▶ _WORK ORDER_: When you copy the material below, keep every line exact and omit the pictures.

BEGIN

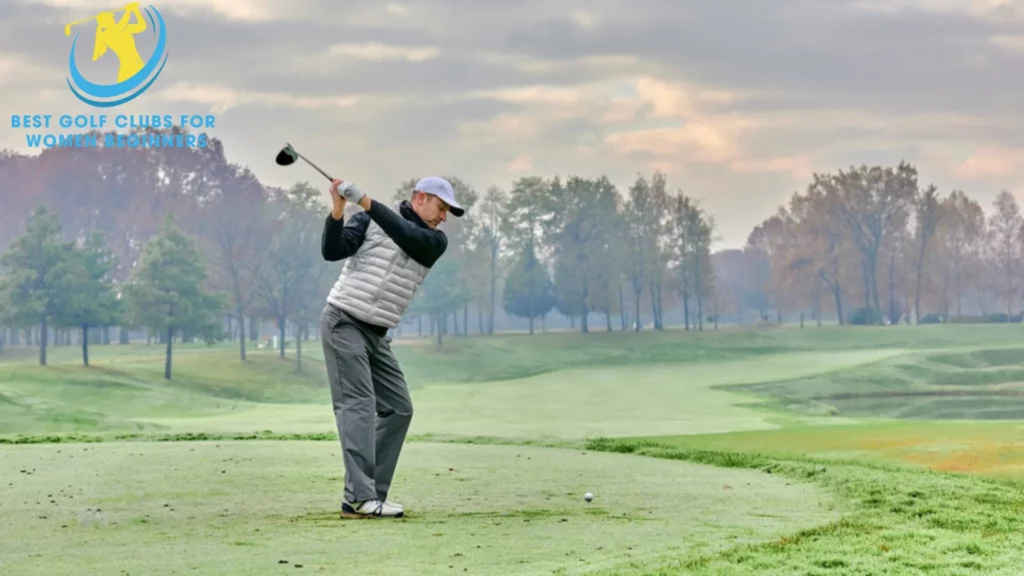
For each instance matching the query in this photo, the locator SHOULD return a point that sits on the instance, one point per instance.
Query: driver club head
(287, 156)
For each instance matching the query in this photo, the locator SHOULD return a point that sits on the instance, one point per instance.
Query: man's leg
(394, 413)
(351, 392)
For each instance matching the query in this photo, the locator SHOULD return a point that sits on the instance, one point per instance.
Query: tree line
(871, 245)
(180, 244)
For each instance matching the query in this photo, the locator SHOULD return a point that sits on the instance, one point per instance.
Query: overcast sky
(737, 101)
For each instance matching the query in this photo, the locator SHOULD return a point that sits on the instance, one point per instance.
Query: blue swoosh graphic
(117, 89)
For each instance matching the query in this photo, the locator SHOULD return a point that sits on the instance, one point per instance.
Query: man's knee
(401, 409)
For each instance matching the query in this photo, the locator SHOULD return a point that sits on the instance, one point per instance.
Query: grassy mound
(976, 384)
(900, 522)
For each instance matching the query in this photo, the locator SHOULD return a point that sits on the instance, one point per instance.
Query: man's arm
(340, 240)
(423, 245)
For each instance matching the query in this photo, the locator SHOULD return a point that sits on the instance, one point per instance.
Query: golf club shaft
(313, 165)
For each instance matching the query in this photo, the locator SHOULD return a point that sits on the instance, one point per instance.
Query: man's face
(433, 210)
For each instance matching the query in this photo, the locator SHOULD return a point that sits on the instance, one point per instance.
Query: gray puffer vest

END

▶ _REPLY_:
For each instance matching the query in this photo, the locator SHOULD return a point that sits on the instance, one point per instance.
Query: driver club head
(287, 156)
For each instance matching the query in this photo, the locator SHOULD return a point that sits on the instance, one point per instance.
Query: man's leg
(394, 413)
(351, 392)
For each instance matching the query in this photo, the locator SHOULD return a point that sits on the instance, one point per instance.
Query: tree line
(871, 245)
(180, 244)
For each instance matching the query in this photo, the locator SHOULD return a point that sits on the instance, one point per instance.
Query: overcast sky
(737, 101)
For each instance matching the query in this photo, the locator SHOULD return a point that sits on the instance, one point per instance.
Query: blue swoosh graphic
(117, 89)
For each instance matching the query in this photo, the locator SHOULD return a point that sits on the instance, one point per instance.
Query: man's knee
(401, 409)
For each instance matching the query in this photo, the locator SHOULD return a point that sits on the instance, one point per instance.
Query: grassy mound
(976, 384)
(900, 522)
For each instance matching the query in this photo, the locator SHOULD return a point that sits on the instance, one point per instance.
Query: man's arm
(340, 240)
(423, 245)
For each instance matching the query in this photo, the locator SHOULD return a point that sits on the instance, one point per instance.
Query: golf club shaft
(313, 165)
For each instance matching the query in this photo, the locator SHOULD return a point that sits on the instance, one point per instance.
Query: man's face
(433, 210)
For each instance matching the query in this photo, the locator SHOULD return a point that sits on the instance, one point per instance.
Query: gray puffer vest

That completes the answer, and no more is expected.